## [QUÉ HACER]
Muestra, por favor, cada línea del material que contenga la cadena "space".

☆ ☆ ☆ ☆ ☆

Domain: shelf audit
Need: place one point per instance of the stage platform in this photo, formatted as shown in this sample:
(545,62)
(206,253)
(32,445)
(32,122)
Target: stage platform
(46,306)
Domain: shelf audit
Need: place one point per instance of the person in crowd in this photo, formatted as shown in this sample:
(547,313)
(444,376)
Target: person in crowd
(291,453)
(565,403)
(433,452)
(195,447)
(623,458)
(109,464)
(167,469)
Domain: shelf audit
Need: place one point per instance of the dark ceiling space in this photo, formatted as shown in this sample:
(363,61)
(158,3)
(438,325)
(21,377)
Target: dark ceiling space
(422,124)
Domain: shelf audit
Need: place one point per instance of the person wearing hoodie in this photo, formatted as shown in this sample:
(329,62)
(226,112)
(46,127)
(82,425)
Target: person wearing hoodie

☆ ☆ ☆ ☆ ☆

## [RESULTADO]
Need: place one point per instance of the dark ceiling space in this photo, formatted as shown in this sample:
Target: dark ceiling space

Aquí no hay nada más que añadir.